Restate every line of the material, word for word.

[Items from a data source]
^^^^

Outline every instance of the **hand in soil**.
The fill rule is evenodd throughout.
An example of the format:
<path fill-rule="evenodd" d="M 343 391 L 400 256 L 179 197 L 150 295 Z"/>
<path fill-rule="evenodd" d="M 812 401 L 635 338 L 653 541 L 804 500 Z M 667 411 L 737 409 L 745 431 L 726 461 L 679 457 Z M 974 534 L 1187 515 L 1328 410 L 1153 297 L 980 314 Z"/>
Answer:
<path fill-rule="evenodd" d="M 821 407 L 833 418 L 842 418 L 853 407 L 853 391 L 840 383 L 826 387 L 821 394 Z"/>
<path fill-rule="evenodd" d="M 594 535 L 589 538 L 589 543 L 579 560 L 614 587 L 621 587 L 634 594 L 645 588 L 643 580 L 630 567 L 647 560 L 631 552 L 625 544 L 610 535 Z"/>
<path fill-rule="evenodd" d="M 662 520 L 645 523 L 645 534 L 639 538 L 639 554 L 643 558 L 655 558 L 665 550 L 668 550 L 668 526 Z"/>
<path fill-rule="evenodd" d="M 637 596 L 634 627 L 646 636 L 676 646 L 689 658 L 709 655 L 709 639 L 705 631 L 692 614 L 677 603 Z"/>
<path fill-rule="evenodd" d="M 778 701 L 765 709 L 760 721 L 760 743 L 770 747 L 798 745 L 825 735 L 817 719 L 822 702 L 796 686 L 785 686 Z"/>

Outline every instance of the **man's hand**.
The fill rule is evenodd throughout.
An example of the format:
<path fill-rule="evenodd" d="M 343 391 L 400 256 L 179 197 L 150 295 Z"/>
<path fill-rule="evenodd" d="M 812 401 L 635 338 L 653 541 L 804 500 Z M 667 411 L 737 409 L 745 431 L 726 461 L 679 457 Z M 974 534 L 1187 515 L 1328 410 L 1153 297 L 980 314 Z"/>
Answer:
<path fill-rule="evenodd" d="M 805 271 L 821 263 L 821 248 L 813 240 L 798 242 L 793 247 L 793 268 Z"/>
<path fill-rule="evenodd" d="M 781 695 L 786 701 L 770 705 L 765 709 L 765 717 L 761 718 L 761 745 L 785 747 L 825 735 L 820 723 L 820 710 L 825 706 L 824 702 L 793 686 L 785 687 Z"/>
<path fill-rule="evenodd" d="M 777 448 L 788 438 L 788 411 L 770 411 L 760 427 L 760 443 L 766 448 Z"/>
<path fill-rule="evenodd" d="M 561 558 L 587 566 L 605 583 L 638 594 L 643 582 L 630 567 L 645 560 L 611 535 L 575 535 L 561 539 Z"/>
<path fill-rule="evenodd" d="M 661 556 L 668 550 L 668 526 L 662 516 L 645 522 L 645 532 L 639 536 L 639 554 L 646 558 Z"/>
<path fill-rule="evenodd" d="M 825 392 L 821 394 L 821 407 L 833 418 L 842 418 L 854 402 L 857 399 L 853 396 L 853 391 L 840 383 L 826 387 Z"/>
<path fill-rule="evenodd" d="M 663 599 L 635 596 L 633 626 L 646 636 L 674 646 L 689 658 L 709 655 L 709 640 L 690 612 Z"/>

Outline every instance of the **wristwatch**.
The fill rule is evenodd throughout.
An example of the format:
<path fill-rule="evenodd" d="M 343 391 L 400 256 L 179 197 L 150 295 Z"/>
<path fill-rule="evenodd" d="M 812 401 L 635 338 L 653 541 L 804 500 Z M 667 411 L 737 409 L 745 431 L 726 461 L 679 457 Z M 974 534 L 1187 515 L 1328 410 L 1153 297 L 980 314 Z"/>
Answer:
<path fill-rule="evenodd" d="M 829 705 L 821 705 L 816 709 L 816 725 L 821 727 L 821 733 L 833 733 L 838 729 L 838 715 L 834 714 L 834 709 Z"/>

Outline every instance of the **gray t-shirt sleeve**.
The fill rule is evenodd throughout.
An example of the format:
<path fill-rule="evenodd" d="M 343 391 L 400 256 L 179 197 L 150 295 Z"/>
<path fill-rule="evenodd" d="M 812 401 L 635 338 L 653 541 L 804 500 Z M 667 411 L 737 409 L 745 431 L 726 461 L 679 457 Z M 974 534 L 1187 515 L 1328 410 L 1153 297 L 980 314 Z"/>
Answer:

^^^^

● **Answer in full**
Outline every instance of the **hand in soil**.
The fill rule is evenodd throughout.
An example of the format:
<path fill-rule="evenodd" d="M 343 391 L 400 256 L 179 197 L 150 295 Z"/>
<path fill-rule="evenodd" d="M 812 401 L 635 338 L 653 541 L 804 500 Z M 667 411 L 737 409 L 745 431 L 726 461 L 679 457 Z M 974 534 L 1187 515 L 1328 410 L 1153 297 L 980 314 Z"/>
Answer:
<path fill-rule="evenodd" d="M 821 407 L 833 418 L 842 418 L 853 407 L 853 391 L 840 383 L 826 387 L 821 394 Z"/>
<path fill-rule="evenodd" d="M 594 535 L 589 538 L 589 543 L 579 560 L 614 587 L 621 587 L 634 594 L 645 588 L 643 580 L 630 567 L 647 560 L 631 552 L 625 544 L 610 535 Z"/>
<path fill-rule="evenodd" d="M 662 520 L 645 523 L 645 534 L 639 538 L 639 554 L 643 558 L 655 558 L 665 550 L 668 550 L 668 526 Z"/>
<path fill-rule="evenodd" d="M 637 596 L 634 627 L 646 636 L 676 646 L 689 658 L 709 655 L 709 639 L 705 631 L 692 614 L 677 603 Z"/>
<path fill-rule="evenodd" d="M 778 701 L 765 709 L 760 721 L 760 743 L 770 747 L 798 745 L 825 735 L 817 719 L 822 702 L 796 686 L 785 686 Z"/>

Outline every instance of the **man's hand**.
The fill rule is evenodd throughout.
An example of the format:
<path fill-rule="evenodd" d="M 343 391 L 400 256 L 179 197 L 150 295 Z"/>
<path fill-rule="evenodd" d="M 812 401 L 635 338 L 653 541 L 804 500 Z M 667 411 L 737 409 L 745 431 L 726 461 L 679 457 Z M 974 534 L 1187 515 L 1328 410 L 1153 297 L 980 314 Z"/>
Answer:
<path fill-rule="evenodd" d="M 805 271 L 821 263 L 821 248 L 813 240 L 798 242 L 793 247 L 793 268 Z"/>
<path fill-rule="evenodd" d="M 781 695 L 786 701 L 770 705 L 765 709 L 765 717 L 761 718 L 761 745 L 785 747 L 825 735 L 820 723 L 820 710 L 825 706 L 824 702 L 793 686 L 785 687 Z"/>
<path fill-rule="evenodd" d="M 777 448 L 788 438 L 788 411 L 770 411 L 760 427 L 760 443 L 766 448 Z"/>
<path fill-rule="evenodd" d="M 561 558 L 587 566 L 605 583 L 638 594 L 643 582 L 630 567 L 645 560 L 611 535 L 575 535 L 561 539 Z"/>
<path fill-rule="evenodd" d="M 661 556 L 668 550 L 668 526 L 662 516 L 645 522 L 645 532 L 639 536 L 639 554 L 646 558 Z"/>
<path fill-rule="evenodd" d="M 825 392 L 821 394 L 821 407 L 833 418 L 842 418 L 854 402 L 857 399 L 853 396 L 853 391 L 840 383 L 826 387 Z"/>
<path fill-rule="evenodd" d="M 663 599 L 635 596 L 633 626 L 646 636 L 674 646 L 689 658 L 709 655 L 709 640 L 690 612 Z"/>

Outline every instance of the **wristwatch**.
The fill rule is evenodd throughout.
An example of the format:
<path fill-rule="evenodd" d="M 343 391 L 400 256 L 179 197 L 150 295 Z"/>
<path fill-rule="evenodd" d="M 812 401 L 635 338 L 653 541 L 804 500 Z M 667 411 L 737 409 L 745 431 L 726 461 L 679 457 Z M 974 534 L 1187 515 L 1328 410 L 1153 297 L 980 314 Z"/>
Answer:
<path fill-rule="evenodd" d="M 829 705 L 821 705 L 816 709 L 816 725 L 821 727 L 821 733 L 833 733 L 838 729 L 838 715 L 834 714 L 834 709 Z"/>

Outline every instance of the **gray t-shirt sleeve**.
The fill rule is evenodd throughout.
An example of the format:
<path fill-rule="evenodd" d="M 343 391 L 400 256 L 179 197 L 150 295 Z"/>
<path fill-rule="evenodd" d="M 812 401 L 635 338 L 653 541 L 804 500 Z M 667 411 L 737 409 L 745 431 L 726 461 L 679 457 Z M 974 534 L 1187 515 L 1328 410 L 1153 297 L 980 314 Z"/>
Answer:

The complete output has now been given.